Text shown:

In November 2013, the Hawaii legislature approved the Marriage Equality Act, becoming the 15th state to recognize same-sex marriage.

The state Senate approved the bill by 19-4 vote, four days after the state House approved it 30-19.

McDermott, R-Ewa Beach, voted against the bill and along with three others filed suit to block it.

Plaintiffs claimed that the law is unconstitutional under a 1998 amendment to the Hawaii Constitution which gave the Legislature "the power to reserve marriage to opposite-sex couples."

However, a judge in Oahu dismissed the suit for lack of standing without reaching the merits of this claim, and the Hawaii Supreme Court affirmed last week.

"The Legislature's decision to extend the right to marry to same-sex couples does not, in any way, diminish the right to marry that appellants remain free to exercise," Chief Justice Mark Recktenwald wrote the unanimous Supreme Court.

And McDermott cannot establish standing solely on the grounds that the issue of same-sex marriage is a matter of great public importance, but must show he and the other plaintiffs suffered an actual or threatened injury, the high court found.

McDermott argued that his vote for the constitutional amendment on same-sex marriage in 1997, which he believed prohibited same-sex marriage, was "nullified" by the vote legalizing gay marriage in 2013.

"Although a legislator may indeed have standing to challenge a law if his or her vote was nullified or if he or she was unlawfully deprived of the right to vote, Rep. McDermott simply has not shown the requisite deprivation or nullification that is required to establish such standing," Recktenwald wrote.

The court remained unconvinced that plaintiffs were misled by the meaning of the 1998 marriage amendment, or that the state engaged in "bait and switch" tactics. Even if they were confused by the wording of the constitutional amendment and believed it meant something different, the defendants to this suit are not the responsible parties, the court found.

Given records:
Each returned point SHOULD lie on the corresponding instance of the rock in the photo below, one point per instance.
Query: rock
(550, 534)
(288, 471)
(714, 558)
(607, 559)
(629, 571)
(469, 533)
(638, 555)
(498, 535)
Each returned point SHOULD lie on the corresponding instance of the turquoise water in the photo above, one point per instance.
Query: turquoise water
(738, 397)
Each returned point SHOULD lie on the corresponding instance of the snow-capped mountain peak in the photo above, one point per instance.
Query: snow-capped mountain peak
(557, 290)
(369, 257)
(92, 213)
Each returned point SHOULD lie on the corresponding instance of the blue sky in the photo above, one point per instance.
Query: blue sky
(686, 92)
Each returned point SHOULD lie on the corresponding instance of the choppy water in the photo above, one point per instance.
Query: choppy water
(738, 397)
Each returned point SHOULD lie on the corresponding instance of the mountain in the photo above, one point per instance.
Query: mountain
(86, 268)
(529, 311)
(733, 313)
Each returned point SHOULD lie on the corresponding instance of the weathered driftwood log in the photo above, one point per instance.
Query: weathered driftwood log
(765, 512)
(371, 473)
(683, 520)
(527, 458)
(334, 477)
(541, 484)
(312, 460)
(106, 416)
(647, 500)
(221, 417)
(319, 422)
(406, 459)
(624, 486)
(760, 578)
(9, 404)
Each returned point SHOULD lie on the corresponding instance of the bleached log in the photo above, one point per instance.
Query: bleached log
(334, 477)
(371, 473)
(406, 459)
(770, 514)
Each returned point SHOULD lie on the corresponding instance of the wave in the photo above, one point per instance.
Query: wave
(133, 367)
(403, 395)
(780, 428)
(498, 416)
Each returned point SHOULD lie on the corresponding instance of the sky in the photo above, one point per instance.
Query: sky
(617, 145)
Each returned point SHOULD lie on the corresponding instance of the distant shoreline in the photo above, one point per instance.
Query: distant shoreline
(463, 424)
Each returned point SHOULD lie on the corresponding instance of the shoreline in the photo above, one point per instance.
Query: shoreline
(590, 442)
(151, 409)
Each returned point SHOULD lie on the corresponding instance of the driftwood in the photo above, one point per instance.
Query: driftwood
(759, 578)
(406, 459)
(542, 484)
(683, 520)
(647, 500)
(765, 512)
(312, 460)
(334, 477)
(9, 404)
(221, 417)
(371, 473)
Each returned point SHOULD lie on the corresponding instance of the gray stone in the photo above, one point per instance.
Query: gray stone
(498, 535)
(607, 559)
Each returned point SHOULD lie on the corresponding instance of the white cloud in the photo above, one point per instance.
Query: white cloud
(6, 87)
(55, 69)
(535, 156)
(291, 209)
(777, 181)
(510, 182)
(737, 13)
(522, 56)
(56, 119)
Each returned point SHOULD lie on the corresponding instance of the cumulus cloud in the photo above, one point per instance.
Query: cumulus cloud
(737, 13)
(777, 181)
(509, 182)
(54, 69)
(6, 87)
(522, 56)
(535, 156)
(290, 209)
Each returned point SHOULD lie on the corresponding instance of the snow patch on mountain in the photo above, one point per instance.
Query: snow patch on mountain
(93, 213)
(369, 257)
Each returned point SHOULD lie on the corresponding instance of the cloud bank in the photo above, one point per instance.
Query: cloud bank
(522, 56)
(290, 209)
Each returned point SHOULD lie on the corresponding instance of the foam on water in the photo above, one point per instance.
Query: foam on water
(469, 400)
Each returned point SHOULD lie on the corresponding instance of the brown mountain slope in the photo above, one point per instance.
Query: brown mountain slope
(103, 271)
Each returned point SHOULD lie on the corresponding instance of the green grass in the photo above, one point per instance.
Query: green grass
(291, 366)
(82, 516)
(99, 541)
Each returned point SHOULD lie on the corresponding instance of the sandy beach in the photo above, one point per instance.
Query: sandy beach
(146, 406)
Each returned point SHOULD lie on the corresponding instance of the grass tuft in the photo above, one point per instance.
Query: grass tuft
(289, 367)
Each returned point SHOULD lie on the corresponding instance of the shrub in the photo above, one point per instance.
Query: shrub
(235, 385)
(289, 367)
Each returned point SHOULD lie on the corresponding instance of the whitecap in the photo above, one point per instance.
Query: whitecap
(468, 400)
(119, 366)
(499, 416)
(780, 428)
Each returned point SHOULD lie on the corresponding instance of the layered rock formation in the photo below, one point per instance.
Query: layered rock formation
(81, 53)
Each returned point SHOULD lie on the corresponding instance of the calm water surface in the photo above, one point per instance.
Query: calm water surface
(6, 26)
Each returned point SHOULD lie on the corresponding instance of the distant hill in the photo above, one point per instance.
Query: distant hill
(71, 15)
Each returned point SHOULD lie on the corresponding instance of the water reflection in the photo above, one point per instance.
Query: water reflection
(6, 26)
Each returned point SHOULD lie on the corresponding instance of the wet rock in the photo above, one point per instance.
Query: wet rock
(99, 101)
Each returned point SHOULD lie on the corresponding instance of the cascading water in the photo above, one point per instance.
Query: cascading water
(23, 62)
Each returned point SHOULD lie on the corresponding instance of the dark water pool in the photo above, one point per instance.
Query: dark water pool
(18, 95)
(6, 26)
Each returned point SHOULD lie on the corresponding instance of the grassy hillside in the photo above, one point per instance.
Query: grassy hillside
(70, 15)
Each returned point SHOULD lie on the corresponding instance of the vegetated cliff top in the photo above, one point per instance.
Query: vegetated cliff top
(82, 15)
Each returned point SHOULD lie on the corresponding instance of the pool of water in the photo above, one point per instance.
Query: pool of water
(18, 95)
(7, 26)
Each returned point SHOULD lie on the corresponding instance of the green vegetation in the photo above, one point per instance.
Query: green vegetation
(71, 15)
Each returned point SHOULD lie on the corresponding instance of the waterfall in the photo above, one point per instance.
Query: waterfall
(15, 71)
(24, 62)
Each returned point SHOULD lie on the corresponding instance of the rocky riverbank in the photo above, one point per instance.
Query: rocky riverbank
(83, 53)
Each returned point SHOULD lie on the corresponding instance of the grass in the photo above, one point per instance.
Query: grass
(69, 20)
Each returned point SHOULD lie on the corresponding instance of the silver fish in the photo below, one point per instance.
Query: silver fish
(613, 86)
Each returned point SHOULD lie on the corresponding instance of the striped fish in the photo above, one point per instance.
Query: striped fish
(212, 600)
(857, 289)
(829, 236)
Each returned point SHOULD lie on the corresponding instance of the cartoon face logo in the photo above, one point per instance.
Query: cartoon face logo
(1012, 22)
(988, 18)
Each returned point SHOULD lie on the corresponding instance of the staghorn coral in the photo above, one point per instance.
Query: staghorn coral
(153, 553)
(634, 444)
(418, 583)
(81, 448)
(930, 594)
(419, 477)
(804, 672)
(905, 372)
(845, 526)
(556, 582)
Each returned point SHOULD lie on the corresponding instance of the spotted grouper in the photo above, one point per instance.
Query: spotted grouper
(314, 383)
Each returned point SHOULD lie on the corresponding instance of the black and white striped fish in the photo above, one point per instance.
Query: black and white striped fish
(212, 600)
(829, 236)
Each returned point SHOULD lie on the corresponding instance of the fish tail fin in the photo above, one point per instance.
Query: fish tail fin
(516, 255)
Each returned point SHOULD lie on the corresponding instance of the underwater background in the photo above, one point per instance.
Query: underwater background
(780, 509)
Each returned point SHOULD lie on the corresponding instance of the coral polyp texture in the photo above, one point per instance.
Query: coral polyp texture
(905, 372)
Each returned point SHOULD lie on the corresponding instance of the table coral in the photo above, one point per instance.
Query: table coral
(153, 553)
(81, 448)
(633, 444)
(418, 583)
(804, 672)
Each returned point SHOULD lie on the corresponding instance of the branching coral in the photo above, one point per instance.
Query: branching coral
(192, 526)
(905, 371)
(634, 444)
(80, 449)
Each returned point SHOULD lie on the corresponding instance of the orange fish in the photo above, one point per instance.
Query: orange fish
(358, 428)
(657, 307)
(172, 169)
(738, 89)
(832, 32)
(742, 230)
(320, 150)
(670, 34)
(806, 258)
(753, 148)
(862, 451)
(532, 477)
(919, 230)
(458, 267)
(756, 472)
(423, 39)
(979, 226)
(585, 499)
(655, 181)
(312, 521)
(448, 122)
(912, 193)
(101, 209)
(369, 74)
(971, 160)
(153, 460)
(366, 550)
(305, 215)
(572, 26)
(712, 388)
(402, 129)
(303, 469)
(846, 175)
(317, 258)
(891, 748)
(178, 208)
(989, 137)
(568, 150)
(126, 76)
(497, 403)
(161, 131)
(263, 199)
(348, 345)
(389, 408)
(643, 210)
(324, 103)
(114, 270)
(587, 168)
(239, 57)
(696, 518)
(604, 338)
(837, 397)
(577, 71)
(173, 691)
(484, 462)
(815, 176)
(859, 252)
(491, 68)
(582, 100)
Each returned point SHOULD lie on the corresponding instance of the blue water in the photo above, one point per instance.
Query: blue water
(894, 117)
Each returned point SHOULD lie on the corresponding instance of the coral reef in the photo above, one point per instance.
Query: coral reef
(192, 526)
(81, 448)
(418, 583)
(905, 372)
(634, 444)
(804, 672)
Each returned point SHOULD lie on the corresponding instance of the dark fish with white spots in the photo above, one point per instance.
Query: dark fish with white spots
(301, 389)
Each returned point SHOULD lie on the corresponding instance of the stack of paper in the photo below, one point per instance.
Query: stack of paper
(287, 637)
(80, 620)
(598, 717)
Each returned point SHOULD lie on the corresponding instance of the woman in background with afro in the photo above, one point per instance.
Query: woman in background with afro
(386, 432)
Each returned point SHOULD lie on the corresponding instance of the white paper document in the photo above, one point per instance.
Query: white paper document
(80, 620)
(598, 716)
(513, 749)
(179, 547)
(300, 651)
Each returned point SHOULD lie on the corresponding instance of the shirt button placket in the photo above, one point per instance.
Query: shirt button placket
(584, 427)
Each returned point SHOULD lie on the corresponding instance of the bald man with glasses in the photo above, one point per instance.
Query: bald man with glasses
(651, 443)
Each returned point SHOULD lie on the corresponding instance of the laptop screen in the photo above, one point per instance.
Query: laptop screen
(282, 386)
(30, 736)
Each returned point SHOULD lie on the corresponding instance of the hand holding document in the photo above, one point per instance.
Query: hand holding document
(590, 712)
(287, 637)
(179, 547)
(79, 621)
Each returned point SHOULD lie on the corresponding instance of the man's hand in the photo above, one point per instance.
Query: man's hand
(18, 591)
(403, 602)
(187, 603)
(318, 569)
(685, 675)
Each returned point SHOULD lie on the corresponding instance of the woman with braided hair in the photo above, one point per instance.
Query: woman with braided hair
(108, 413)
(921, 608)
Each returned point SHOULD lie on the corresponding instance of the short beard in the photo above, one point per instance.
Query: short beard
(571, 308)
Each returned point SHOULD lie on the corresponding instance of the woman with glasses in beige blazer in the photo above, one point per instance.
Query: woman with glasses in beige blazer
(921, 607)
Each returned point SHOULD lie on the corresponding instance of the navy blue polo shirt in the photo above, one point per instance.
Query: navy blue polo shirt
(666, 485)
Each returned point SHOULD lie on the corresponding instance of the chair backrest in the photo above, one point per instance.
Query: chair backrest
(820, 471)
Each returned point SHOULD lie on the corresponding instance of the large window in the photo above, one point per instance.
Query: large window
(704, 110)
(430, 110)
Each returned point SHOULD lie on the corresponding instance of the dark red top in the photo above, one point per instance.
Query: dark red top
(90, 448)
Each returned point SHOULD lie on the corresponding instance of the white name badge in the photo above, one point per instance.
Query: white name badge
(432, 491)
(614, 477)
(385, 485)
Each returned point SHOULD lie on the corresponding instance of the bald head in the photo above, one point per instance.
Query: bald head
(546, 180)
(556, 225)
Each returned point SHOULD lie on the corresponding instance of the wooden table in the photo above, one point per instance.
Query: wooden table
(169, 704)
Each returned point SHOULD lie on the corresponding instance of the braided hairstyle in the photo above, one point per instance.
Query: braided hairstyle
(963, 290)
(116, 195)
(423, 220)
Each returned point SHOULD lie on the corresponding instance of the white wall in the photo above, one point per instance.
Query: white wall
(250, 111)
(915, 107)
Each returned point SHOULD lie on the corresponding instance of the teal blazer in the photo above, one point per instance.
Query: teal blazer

Exercise requirements:
Summarize the article on the Hawaii same-sex marriage lawsuit in two sentences.

Solution for this task:
After the Hawaii legislature approved the Marriage Equality Act in November 2013, McDermott and three others sued to block it, claiming it was unconstitutional under a 1998 amendment to the Hawaii Constitution. A judge in Oahu dismissed the suit for lack of standing, and the Hawaii Supreme Court unanimously affirmed, finding that the plaintiffs had not shown an actual or threatened injury and that McDermott had not shown his vote was nullified.